● **課題の指示**:
サンパウロのスラム街を訪ねる約束についての文章を、示されている最後の文の後から書き継ぎなさい。

● **読解用抜粋**:
━━━━━━

左:ファベッラさんとトレーナーの右:アレマウさん


 サンパウロに到着してすぐの9月11
日系クラブがあるイタケラという場所で、今年の12月にトヨタカップで来日するサッカーチーム、コリンチャスの養成学校の責任者のファベッラさんにお会いし、スラム街を案内してもらうという約束をした。
昨日はその約束の日だった。

 朝早くにイタケラにあるグランド施設で待ち合わせをした。
ファベッラさんは、少し遅れて到着し、挨拶を終えると残念そうな表情を浮かべて話始めた。
『先週からファベッラ(スラム街)で、PCCPrimero Comando de Capital{首都第一コマンド})と警察との間で争いが起きて、すでに19人もの警察官が殺されている。僕はさっきまで現場にいたけど、今日は行かない方がいい』

 朝のニュースで何気なく見ていたのはまさにその場所だった。
ファベッラさんは、スラム街に住むドラッグ常用者達が健全な生活を送れるように支援をしたり、子供達が麻薬に手を染めないようにするためにサッカーができる場所を提供し、運営をしている。

━━━━━━

● **提供データ**:

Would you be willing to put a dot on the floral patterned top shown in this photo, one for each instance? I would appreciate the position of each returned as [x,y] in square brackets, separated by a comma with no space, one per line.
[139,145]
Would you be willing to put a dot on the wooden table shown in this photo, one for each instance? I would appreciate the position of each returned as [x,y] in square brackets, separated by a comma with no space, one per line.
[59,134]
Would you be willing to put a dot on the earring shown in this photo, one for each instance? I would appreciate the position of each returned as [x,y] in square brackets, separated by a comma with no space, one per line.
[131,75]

━━━━━━

● **課題への解答**:
海外から来る有名人などがスラム街を訪問する際の多くは、彼がアテンドをしており、ジルマ大統領からも厚い信頼を注がれている人である。
有名サッカー選手を始め、多くのサッカー関係者が彼とコンタクトがあるほど有名なのだが、彼自身はとても謙虚で気取らない人である。
『ファベッラへは当分立ち入るのは難しいから、その代わりに明日コリンチャスの施設を案内するよ!』
と言うわけで、今朝早起きをし、コリンチャスのスタジアムがあるZona Leste(ゾーナ・レスチ)へ向かった。

 Penha
(ペーニャ)の駅に着くと、私と同じTシャツを着たファベッラさんが迎えにきてくれた。
車で施設へ向かう途中、ファベッラさんにある質問をした。
『どうして人を助ける支援を始めたんですか?』
バッグミラー越しに、後ろに座る私と前方を交互に見ながらこう言った。『僕のお父さんは警察官だった。ある日、お父さんはお母さんのこめかみをピストルで撃った。それから僕は兄弟と自分の面倒を見なければならなくなった。その時、周りの人達がたくさん助けてくれたんだ。人に助けられた僕ができることは、人を助けることだと思っている』
ファベッラさんは何も隠さない。取り繕わないから、彼が話す言葉は心に響く。何もかも経験し尽くしたような視線は、まっすぐで、躊躇しない。そして彼はいつでもどこでも感謝の種を見つけてありがとうを口にする。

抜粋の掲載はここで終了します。